__Exercise aim__
Reproduce the tail of the data exactly. It starts at the line containing "Roadside-survey request: point out the dormer" and runs to the last line.

__Records from a dataset__
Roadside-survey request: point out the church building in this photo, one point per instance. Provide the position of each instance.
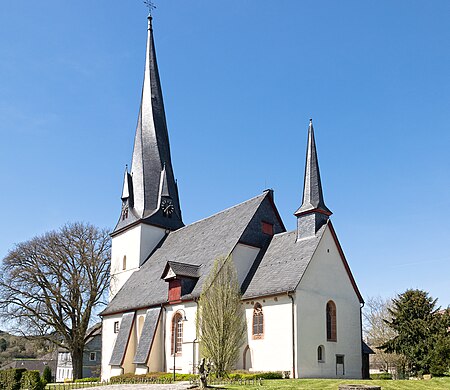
(302, 305)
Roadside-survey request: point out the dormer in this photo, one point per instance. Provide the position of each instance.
(182, 278)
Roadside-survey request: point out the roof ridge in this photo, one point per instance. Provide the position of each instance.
(219, 212)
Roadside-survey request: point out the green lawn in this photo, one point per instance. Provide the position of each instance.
(332, 384)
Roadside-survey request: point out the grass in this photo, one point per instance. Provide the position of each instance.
(332, 384)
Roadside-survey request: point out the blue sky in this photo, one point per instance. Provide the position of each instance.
(241, 80)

__Result for this task__
Roadside-survey request: point out the dormer in this photo, one point per instance. Provide the position of each instance.
(182, 278)
Roadside-survey request: point out the roof ridge in this photo, one point per instance. Provide the position of each instance.
(219, 212)
Roadside-survey request: point out the green lawn in this photo, one point per instance. Provide the position of each instance.
(332, 384)
Roadside-survey request: point out the grass in this photo, one point per instance. Provide the position of each instance.
(332, 384)
Roadside-survey request: point out the blue sky in this photo, one point per instance. Provide the position of each instance.
(241, 80)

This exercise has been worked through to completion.